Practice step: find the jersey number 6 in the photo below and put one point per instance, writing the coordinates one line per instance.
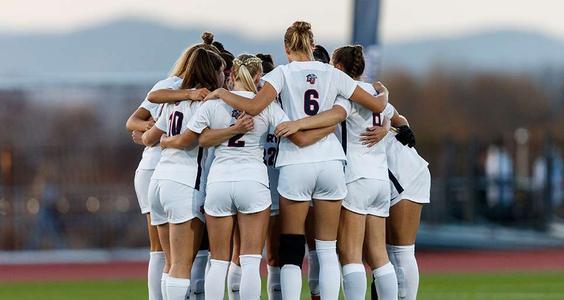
(311, 106)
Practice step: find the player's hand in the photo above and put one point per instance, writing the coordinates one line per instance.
(405, 136)
(287, 128)
(373, 135)
(197, 94)
(164, 141)
(149, 124)
(381, 89)
(215, 94)
(136, 136)
(243, 124)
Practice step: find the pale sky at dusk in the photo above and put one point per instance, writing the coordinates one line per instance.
(401, 19)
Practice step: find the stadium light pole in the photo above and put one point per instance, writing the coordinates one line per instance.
(366, 18)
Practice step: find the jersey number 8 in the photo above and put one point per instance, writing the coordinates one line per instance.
(311, 105)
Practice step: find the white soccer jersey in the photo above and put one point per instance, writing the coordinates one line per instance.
(180, 165)
(363, 161)
(307, 88)
(241, 157)
(152, 154)
(270, 153)
(404, 164)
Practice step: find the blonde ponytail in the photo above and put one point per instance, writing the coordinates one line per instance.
(179, 68)
(246, 67)
(299, 38)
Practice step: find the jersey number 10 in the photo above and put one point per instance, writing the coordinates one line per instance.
(175, 123)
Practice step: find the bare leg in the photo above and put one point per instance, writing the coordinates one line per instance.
(220, 231)
(326, 229)
(185, 239)
(252, 228)
(401, 228)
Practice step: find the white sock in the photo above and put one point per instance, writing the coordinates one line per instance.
(354, 281)
(273, 283)
(250, 276)
(407, 270)
(233, 281)
(386, 282)
(313, 272)
(177, 288)
(329, 269)
(198, 275)
(215, 280)
(291, 282)
(164, 276)
(154, 275)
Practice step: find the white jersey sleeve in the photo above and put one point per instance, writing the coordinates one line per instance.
(276, 115)
(275, 78)
(151, 155)
(344, 84)
(203, 117)
(345, 104)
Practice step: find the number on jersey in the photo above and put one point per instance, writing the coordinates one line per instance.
(311, 104)
(376, 119)
(175, 123)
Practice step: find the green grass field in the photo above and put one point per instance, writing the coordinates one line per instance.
(445, 286)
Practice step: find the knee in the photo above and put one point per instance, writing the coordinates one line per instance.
(292, 249)
(272, 258)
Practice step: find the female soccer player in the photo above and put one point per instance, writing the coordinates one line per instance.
(308, 92)
(410, 184)
(174, 191)
(367, 203)
(140, 121)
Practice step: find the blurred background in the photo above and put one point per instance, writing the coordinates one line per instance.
(481, 82)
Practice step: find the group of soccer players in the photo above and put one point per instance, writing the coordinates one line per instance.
(241, 155)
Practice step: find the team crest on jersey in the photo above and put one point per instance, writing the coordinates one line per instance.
(235, 113)
(311, 78)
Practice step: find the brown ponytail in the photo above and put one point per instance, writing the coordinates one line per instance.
(351, 58)
(179, 67)
(202, 70)
(299, 38)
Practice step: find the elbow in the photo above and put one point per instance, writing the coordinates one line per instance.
(253, 111)
(299, 140)
(153, 96)
(129, 125)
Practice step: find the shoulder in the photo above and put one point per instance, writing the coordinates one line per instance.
(367, 87)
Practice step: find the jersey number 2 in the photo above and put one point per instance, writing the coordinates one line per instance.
(234, 141)
(311, 105)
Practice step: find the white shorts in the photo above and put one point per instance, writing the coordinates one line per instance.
(321, 181)
(141, 183)
(418, 191)
(368, 197)
(174, 202)
(227, 198)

- EXERCISE BRIEF -
Text only, no pictures: copy every entry exactly.

- RESULT OF THIS TASK -
Practice step: find the jersey number 6 in the photo below and put one point per instance, writing the coordinates one line per instance.
(311, 106)
Practice step: find the player's hand in the photo above and put one point per instance, writing the coordinates one line per instance.
(405, 136)
(287, 128)
(373, 135)
(197, 94)
(164, 141)
(149, 124)
(381, 89)
(215, 94)
(136, 136)
(243, 124)
Practice step: find the pale sky at dusk in the photo above and put one point per instance, writing the coordinates one line per instance.
(401, 19)
Practice step: find the stadium light pole in the photo above and put one point per instance, writing the coordinates one line per instance.
(366, 18)
Practice step: find the jersey number 8 in the photo above and put one point per instance, writing the coordinates one line per instance.
(311, 105)
Practice step: find the white soccer jersey in the photo above and put one point per instance, writing the coordinates one line per instance.
(180, 165)
(363, 161)
(307, 88)
(241, 157)
(152, 154)
(270, 153)
(404, 164)
Practice step: find the blonde ponytail in the photo above and put one point per instance, writing the coordinates one line per instance.
(179, 68)
(246, 67)
(299, 38)
Practice step: find the jersey number 10 in the photo above and put one point per instance, writing the coordinates one line per instance.
(175, 123)
Practice step: find the bare leg in the photo above and put one point per instance, writing the coordinates one line per instance.
(220, 231)
(326, 229)
(185, 239)
(252, 228)
(401, 228)
Practice step: find the white sock in the photo above and put one point per instance, writing the coordinates one line per instance.
(354, 281)
(273, 283)
(250, 276)
(407, 270)
(233, 281)
(386, 282)
(313, 272)
(177, 288)
(329, 269)
(198, 275)
(215, 280)
(291, 282)
(164, 276)
(154, 275)
Practice step: find the white jersey sleeve in the photo above and put one point per instance, writing the coordinates one line per instance.
(276, 115)
(275, 78)
(151, 155)
(344, 84)
(203, 117)
(345, 104)
Practice step: find the number on jersey in the photo above and put one point per instance, writing the coordinates one line per instance.
(311, 104)
(376, 119)
(175, 123)
Practice step: find the green grass field in the photo above and put one point per instance, writing the coordinates one line per instance.
(445, 286)
Practice step: find the knee in the photo above and put one point per instance, writing the coordinates one line per instance.
(292, 249)
(272, 258)
Practice step: find the female soccer player in the photo above and put one point per instance, writing the coordinates one line per instance.
(308, 92)
(410, 184)
(174, 191)
(367, 203)
(140, 121)
Practice step: find the blurred background in the photo above and put one point per instance, writing the coordinates one line per instance.
(481, 82)
Practice step: find the group of soccer players in the photo above and put one point per instance, writing the coordinates one line per instance.
(241, 155)
Practice step: find the team crest on jersey in the photo above and put one point per instance, writing the coordinates one line per instance.
(235, 113)
(311, 78)
Practice step: find the brown ponytail in the photo above and put one point per instance, writing the coordinates one line per instance.
(351, 58)
(179, 67)
(202, 70)
(299, 38)
Practice step: find the elbow in the photo above and put one point per instance, writing the coordinates one line per instance.
(253, 111)
(299, 140)
(153, 96)
(129, 125)
Practice step: find the shoulder in the photo above and put one point per instance, writing the coordinates one line per instance.
(367, 87)
Practice step: find the jersey number 2 in the photo above and put one point per instance, writing the coordinates one line per instance.
(234, 141)
(311, 105)
Practice step: find the white shorts in the photo above and put one point per instance, writing the coordinates one line per instance.
(321, 181)
(141, 183)
(418, 191)
(368, 197)
(174, 202)
(227, 198)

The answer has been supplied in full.